Requirement >> Copy every line below that contains the string "region". The match is case-sensitive.

───── Extracted records ─────

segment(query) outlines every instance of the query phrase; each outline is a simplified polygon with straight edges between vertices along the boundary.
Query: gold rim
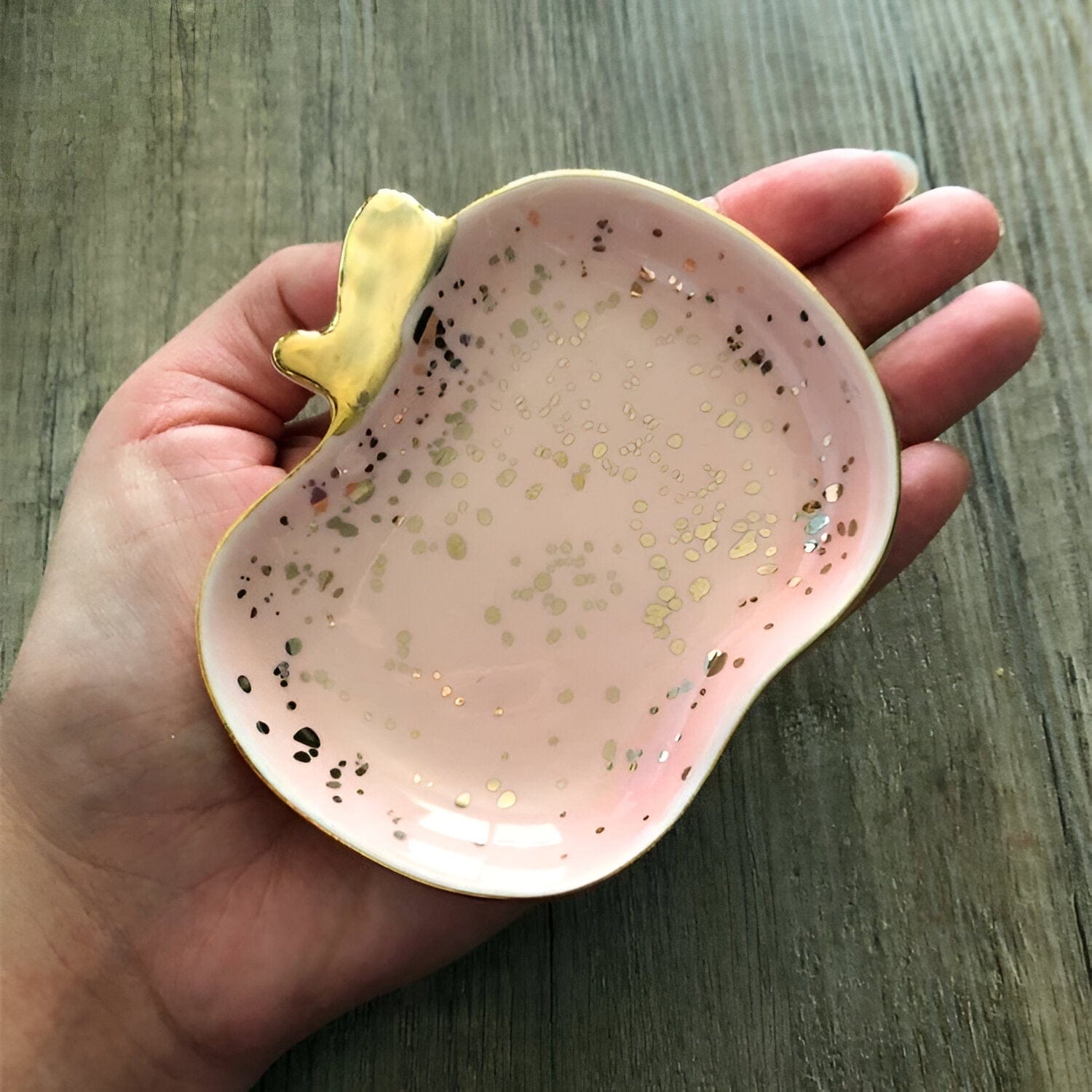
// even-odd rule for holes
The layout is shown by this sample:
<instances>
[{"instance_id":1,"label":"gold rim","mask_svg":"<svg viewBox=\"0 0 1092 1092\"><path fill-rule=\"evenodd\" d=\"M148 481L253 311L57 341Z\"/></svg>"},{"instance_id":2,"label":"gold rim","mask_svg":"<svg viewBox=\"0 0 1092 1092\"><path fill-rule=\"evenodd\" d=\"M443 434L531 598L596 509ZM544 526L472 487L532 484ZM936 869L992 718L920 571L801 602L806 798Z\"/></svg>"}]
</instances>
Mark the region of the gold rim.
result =
<instances>
[{"instance_id":1,"label":"gold rim","mask_svg":"<svg viewBox=\"0 0 1092 1092\"><path fill-rule=\"evenodd\" d=\"M232 535L235 533L238 526L244 522L244 520L246 520L247 517L250 515L250 513L254 511L254 509L257 509L258 506L261 505L265 500L265 498L269 497L271 492L273 492L274 489L278 488L281 485L284 484L284 482L287 482L289 478L294 477L296 474L302 471L304 467L307 466L319 454L319 452L321 452L322 448L325 446L327 440L329 440L331 436L336 435L340 430L346 427L346 417L348 415L346 414L345 410L346 402L344 394L341 394L341 396L339 397L339 395L332 393L331 390L322 385L316 378L310 377L300 371L297 371L290 367L286 367L284 365L284 357L281 351L283 349L283 346L286 343L287 339L290 339L295 335L286 334L285 336L278 339L276 345L274 346L274 352L273 352L274 367L276 367L278 371L287 376L294 382L298 382L301 385L314 391L314 393L323 395L323 397L325 397L327 401L330 403L331 422L329 428L327 429L325 435L316 446L314 450L311 451L310 454L308 454L307 458L302 462L300 462L296 467L289 471L288 474L286 474L281 482L272 486L270 489L263 492L256 501L253 501L253 503L248 506L247 509L238 517L238 519L236 519L235 522L232 523L232 525L227 529L227 531L224 532L224 535L216 544L216 548L213 550L212 557L209 559L209 565L205 567L204 575L201 581L201 590L198 595L198 603L197 603L197 610L194 618L195 630L197 630L195 636L198 645L198 662L201 669L201 678L204 681L205 690L207 691L213 708L216 711L216 715L219 717L221 723L224 725L224 729L227 732L228 737L232 739L232 743L235 744L236 749L246 760L247 764L251 768L251 770L253 770L254 773L265 783L265 785L269 786L271 792L278 799L287 804L288 807L290 807L301 818L306 819L307 822L309 822L312 827L317 827L329 838L332 838L335 842L340 842L342 845L352 850L354 853L358 854L365 859L370 860L372 864L379 865L382 868L387 868L390 871L393 871L399 876L403 876L406 879L413 880L416 883L424 883L426 887L435 888L438 891L449 891L452 894L468 895L477 899L524 900L524 901L535 901L542 899L558 898L565 894L573 894L578 891L584 891L589 888L595 887L597 883L602 883L604 880L610 879L613 876L617 876L625 868L628 868L631 864L633 864L633 862L638 860L640 857L644 856L644 854L651 851L653 846L655 846L660 842L660 840L663 839L664 835L672 829L672 827L675 826L675 823L678 821L682 812L686 811L686 809L693 802L695 797L698 795L702 785L704 785L705 782L712 776L713 771L720 764L720 761L724 756L724 751L726 750L728 744L732 741L732 737L735 735L736 728L738 728L739 725L743 723L744 719L753 708L755 703L758 701L761 695L765 691L770 682L773 681L773 679L778 675L780 675L786 667L788 667L796 660L798 660L805 652L807 652L810 648L812 648L812 645L815 645L821 638L826 637L827 633L829 633L835 626L838 626L841 621L843 621L848 615L851 615L854 610L857 609L857 607L859 607L865 602L869 587L871 586L874 580L876 579L877 573L882 568L883 562L887 560L891 551L891 545L894 537L895 521L898 519L899 511L902 505L902 463L900 458L901 449L899 446L899 436L895 430L894 419L891 416L891 407L888 403L887 393L885 392L883 387L879 381L879 377L876 375L876 369L873 367L871 359L869 358L868 354L865 352L860 343L857 341L853 331L850 330L848 325L845 323L842 317L838 313L834 307L826 299L826 297L819 292L819 289L816 288L816 286L795 265L793 265L792 262L783 258L769 244L764 242L762 239L760 239L752 232L748 230L741 224L737 224L734 219L731 219L729 217L724 216L719 212L715 212L708 205L702 204L700 201L697 201L691 197L687 197L685 193L679 193L678 191L673 190L667 186L663 186L660 182L649 181L645 178L639 178L636 175L627 175L616 170L593 170L593 169L573 169L573 168L567 168L560 170L546 170L539 174L526 175L523 178L518 178L506 186L501 186L500 188L491 190L490 192L484 194L483 197L477 198L470 204L462 207L453 216L450 216L446 219L442 217L436 217L435 214L432 213L428 213L428 215L434 216L434 218L440 224L453 225L448 230L447 235L443 236L443 238L446 239L446 246L444 246L444 254L446 254L447 247L450 246L453 239L454 226L458 225L459 217L462 216L464 213L471 211L472 209L477 207L477 205L483 204L484 202L489 201L492 198L500 197L501 194L505 193L509 193L512 190L520 189L533 182L547 181L550 179L590 179L590 178L612 179L629 186L639 186L642 189L650 190L654 193L657 193L661 197L665 197L675 201L680 201L684 204L689 205L691 209L697 209L703 215L712 217L712 219L715 221L722 227L735 232L736 234L750 240L750 242L752 242L759 250L763 251L767 256L769 256L769 258L771 258L776 265L779 265L782 270L784 270L790 274L791 280L795 281L796 284L803 289L804 294L812 301L811 306L816 306L819 313L821 313L822 317L829 323L831 323L831 325L834 329L839 330L843 334L846 343L850 346L856 349L856 353L851 353L851 355L857 357L860 376L865 380L866 385L871 391L876 402L876 407L880 418L879 427L881 431L883 431L887 435L888 438L888 455L892 466L894 506L892 507L891 510L891 515L888 523L887 536L883 541L882 547L880 548L877 555L877 559L870 568L865 570L864 575L860 578L860 580L854 587L853 593L851 594L846 603L846 606L841 612L839 612L839 614L834 615L829 622L827 622L819 630L817 630L816 633L807 642L802 644L795 652L786 656L784 660L782 660L779 664L776 664L773 668L771 668L768 673L765 673L761 677L761 679L753 688L753 691L746 701L746 703L740 707L739 712L735 716L735 719L732 720L729 723L726 723L725 726L722 728L724 738L721 741L720 746L716 748L716 751L713 755L711 761L709 762L709 765L704 774L692 783L692 787L689 790L688 793L677 798L676 807L672 811L669 811L667 816L661 821L660 832L650 842L648 842L634 854L632 854L632 856L627 857L624 862L621 862L610 871L604 873L602 876L598 876L593 880L589 880L585 883L579 883L574 887L561 888L557 891L550 891L542 894L503 894L503 893L485 892L485 891L468 891L465 888L451 887L450 885L440 883L434 879L426 879L425 877L415 875L414 873L406 871L404 868L399 867L399 865L395 864L393 860L385 859L381 856L376 855L375 853L369 853L368 851L360 848L360 846L355 845L352 842L347 842L344 838L334 833L320 819L309 815L299 805L288 799L288 797L286 797L277 788L277 786L274 785L269 780L269 778L266 778L265 774L254 764L249 752L242 746L239 738L236 736L235 732L232 729L230 724L228 724L227 719L224 715L223 710L221 709L219 702L216 700L216 695L213 691L212 684L210 682L209 679L209 674L205 668L204 645L201 638L201 606L204 601L204 593L209 582L209 575L213 570L213 566L216 562L216 558L218 557L221 550L224 548L227 541L232 537ZM391 191L384 191L384 192L390 193ZM407 194L400 193L396 194L396 197L406 202L411 202L417 209L422 209L426 213L428 212L427 210L424 210L418 202L416 202L413 198L408 197ZM345 277L347 272L346 252L348 251L349 242L353 239L354 228L356 228L360 224L361 214L373 200L375 198L370 199L368 202L365 202L365 204L360 206L360 209L357 211L357 213L354 215L353 219L349 223L348 230L346 232L345 242L343 244L342 247L341 262L339 265L337 305L334 311L333 319L325 327L325 329L321 331L321 334L327 334L335 330L339 320L341 319L342 290L345 284ZM417 294L415 295L414 299L411 300L410 302L411 308L413 306L413 302L416 300L417 296L419 296L419 293L423 292L424 288L431 281L435 272L436 270L430 271L429 276L419 285ZM396 360L399 355L401 354L401 327L404 323L405 314L407 313L408 310L406 310L406 312L402 316L402 319L400 320L397 325L396 330L397 349L394 355L394 360ZM385 379L385 376L387 372L384 371L382 373L381 380ZM378 389L375 393L378 393ZM357 408L359 410L359 412L363 412L364 405ZM348 420L349 422L352 420L352 416L348 416Z\"/></svg>"}]
</instances>

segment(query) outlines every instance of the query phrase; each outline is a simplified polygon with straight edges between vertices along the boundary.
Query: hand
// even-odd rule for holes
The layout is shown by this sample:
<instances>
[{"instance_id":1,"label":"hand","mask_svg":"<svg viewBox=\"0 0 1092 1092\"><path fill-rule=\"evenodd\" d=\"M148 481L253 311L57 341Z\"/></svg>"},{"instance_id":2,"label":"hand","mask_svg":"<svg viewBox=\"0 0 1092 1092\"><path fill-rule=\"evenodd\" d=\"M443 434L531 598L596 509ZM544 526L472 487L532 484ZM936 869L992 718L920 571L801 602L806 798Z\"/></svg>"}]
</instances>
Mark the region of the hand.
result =
<instances>
[{"instance_id":1,"label":"hand","mask_svg":"<svg viewBox=\"0 0 1092 1092\"><path fill-rule=\"evenodd\" d=\"M827 152L709 199L815 282L866 345L984 262L989 202L879 153ZM37 1081L241 1087L339 1011L523 909L356 856L247 769L205 695L193 605L217 541L300 458L306 393L270 349L321 328L339 247L263 262L139 368L92 428L4 704L3 1057ZM973 288L876 358L903 440L889 580L968 486L935 437L1031 355L1022 288ZM80 1075L76 1078L74 1075Z\"/></svg>"}]
</instances>

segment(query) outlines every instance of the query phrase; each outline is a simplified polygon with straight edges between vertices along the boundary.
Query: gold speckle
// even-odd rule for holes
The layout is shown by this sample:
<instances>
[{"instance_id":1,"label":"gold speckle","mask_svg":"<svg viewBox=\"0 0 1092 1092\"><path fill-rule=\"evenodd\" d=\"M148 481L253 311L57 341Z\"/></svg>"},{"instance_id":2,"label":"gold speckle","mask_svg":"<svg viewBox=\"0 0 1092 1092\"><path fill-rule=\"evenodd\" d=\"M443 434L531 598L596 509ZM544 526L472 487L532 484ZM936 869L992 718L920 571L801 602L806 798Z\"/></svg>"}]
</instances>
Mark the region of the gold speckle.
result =
<instances>
[{"instance_id":1,"label":"gold speckle","mask_svg":"<svg viewBox=\"0 0 1092 1092\"><path fill-rule=\"evenodd\" d=\"M748 554L753 554L758 549L758 535L751 530L746 532L739 541L728 550L728 557L733 560L738 560L741 557L747 557Z\"/></svg>"},{"instance_id":2,"label":"gold speckle","mask_svg":"<svg viewBox=\"0 0 1092 1092\"><path fill-rule=\"evenodd\" d=\"M705 577L698 577L690 584L690 597L695 603L700 603L712 590L713 585Z\"/></svg>"},{"instance_id":3,"label":"gold speckle","mask_svg":"<svg viewBox=\"0 0 1092 1092\"><path fill-rule=\"evenodd\" d=\"M728 654L726 652L721 652L720 649L713 649L705 656L705 675L712 678L714 675L719 674L724 669L724 665L728 662Z\"/></svg>"}]
</instances>

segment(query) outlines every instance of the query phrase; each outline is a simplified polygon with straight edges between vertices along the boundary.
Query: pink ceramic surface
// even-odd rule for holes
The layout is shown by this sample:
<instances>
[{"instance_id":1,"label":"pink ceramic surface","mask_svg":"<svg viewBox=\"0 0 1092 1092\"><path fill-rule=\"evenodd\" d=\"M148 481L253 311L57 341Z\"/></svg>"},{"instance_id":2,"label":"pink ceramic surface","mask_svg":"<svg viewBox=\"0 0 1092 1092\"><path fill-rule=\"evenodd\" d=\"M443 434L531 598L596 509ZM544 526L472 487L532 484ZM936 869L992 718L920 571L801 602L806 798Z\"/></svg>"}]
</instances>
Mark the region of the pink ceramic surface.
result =
<instances>
[{"instance_id":1,"label":"pink ceramic surface","mask_svg":"<svg viewBox=\"0 0 1092 1092\"><path fill-rule=\"evenodd\" d=\"M453 228L378 394L222 544L202 661L312 822L429 883L553 894L660 838L858 598L898 451L833 310L693 202L558 173ZM340 321L369 306L343 287Z\"/></svg>"}]
</instances>

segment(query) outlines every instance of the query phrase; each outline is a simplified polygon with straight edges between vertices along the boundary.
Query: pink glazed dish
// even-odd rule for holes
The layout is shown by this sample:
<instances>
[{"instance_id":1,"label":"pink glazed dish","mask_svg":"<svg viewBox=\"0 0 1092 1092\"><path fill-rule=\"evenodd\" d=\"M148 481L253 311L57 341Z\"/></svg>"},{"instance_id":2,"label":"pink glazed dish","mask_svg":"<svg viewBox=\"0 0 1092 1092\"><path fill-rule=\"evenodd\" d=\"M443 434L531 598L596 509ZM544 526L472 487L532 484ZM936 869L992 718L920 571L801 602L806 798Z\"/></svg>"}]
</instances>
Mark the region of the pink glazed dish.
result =
<instances>
[{"instance_id":1,"label":"pink glazed dish","mask_svg":"<svg viewBox=\"0 0 1092 1092\"><path fill-rule=\"evenodd\" d=\"M869 360L736 224L607 171L377 193L282 337L314 453L221 543L209 692L293 808L470 894L603 879L859 602L898 443Z\"/></svg>"}]
</instances>

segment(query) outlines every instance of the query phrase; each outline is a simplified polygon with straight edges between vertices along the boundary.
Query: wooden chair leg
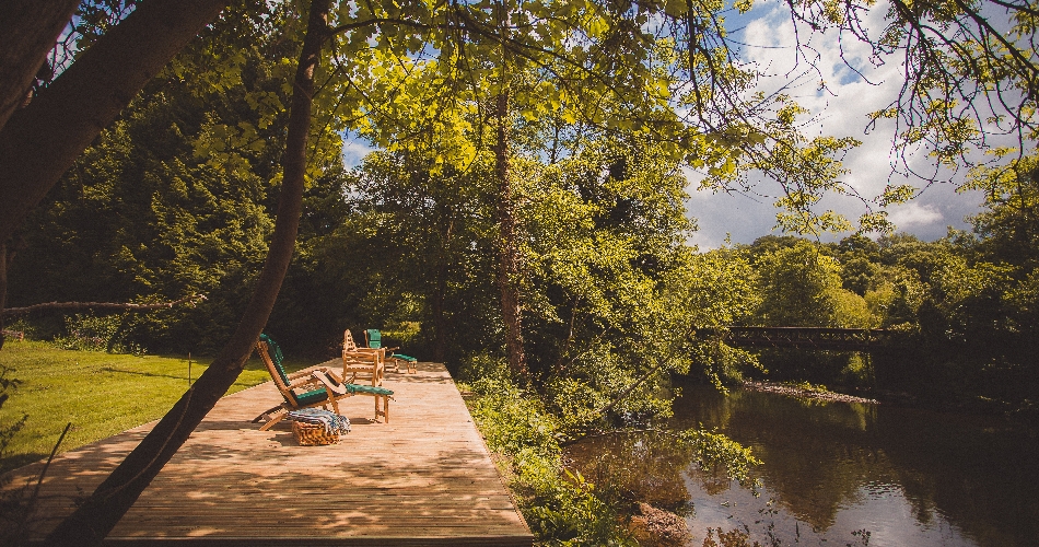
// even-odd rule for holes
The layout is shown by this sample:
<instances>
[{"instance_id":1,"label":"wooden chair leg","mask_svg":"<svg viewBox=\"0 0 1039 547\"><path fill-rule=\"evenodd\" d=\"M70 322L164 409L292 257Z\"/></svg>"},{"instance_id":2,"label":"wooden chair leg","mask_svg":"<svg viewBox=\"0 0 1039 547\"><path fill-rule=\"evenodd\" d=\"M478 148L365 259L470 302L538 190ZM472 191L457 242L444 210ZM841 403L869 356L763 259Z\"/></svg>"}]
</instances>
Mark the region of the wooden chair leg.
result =
<instances>
[{"instance_id":1,"label":"wooden chair leg","mask_svg":"<svg viewBox=\"0 0 1039 547\"><path fill-rule=\"evenodd\" d=\"M275 416L271 416L271 418L267 420L267 423L260 427L260 431L267 431L268 429L275 427L275 423L278 423L279 421L285 419L287 416L289 416L289 411L282 408L281 410L278 411L278 414L276 414Z\"/></svg>"}]
</instances>

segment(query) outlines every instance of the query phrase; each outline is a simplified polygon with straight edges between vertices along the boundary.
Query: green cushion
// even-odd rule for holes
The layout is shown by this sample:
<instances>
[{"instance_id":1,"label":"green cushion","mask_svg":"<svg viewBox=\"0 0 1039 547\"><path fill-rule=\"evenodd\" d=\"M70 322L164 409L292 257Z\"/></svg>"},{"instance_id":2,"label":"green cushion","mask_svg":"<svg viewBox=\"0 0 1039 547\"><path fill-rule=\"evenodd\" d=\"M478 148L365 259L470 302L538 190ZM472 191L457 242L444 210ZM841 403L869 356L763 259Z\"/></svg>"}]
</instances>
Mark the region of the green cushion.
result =
<instances>
[{"instance_id":1,"label":"green cushion","mask_svg":"<svg viewBox=\"0 0 1039 547\"><path fill-rule=\"evenodd\" d=\"M367 333L367 347L369 348L382 348L383 347L383 335L374 328L366 330Z\"/></svg>"},{"instance_id":2,"label":"green cushion","mask_svg":"<svg viewBox=\"0 0 1039 547\"><path fill-rule=\"evenodd\" d=\"M296 395L295 400L300 406L313 405L315 403L320 403L328 398L328 392L325 388L314 389L313 392L306 392L302 395Z\"/></svg>"},{"instance_id":3,"label":"green cushion","mask_svg":"<svg viewBox=\"0 0 1039 547\"><path fill-rule=\"evenodd\" d=\"M270 357L270 362L275 363L275 369L278 370L278 375L281 376L281 381L289 385L289 375L285 374L285 368L281 365L281 361L284 360L284 356L281 353L281 347L278 346L278 342L271 340L267 335L260 335L260 341L267 344L268 356Z\"/></svg>"},{"instance_id":4,"label":"green cushion","mask_svg":"<svg viewBox=\"0 0 1039 547\"><path fill-rule=\"evenodd\" d=\"M343 384L343 387L347 388L350 393L371 393L374 395L393 395L392 389L385 387L378 387L374 385L360 385L360 384Z\"/></svg>"}]
</instances>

─────

Task output >>
Mark the region of the gold rim.
Mark the region of the hand.
Mark the region of the gold speckle.
Mark the region of the pink ceramic surface.
Mark the region of the pink glazed dish.
Mark the region of the wooden chair leg.
Mark the region of the green cushion.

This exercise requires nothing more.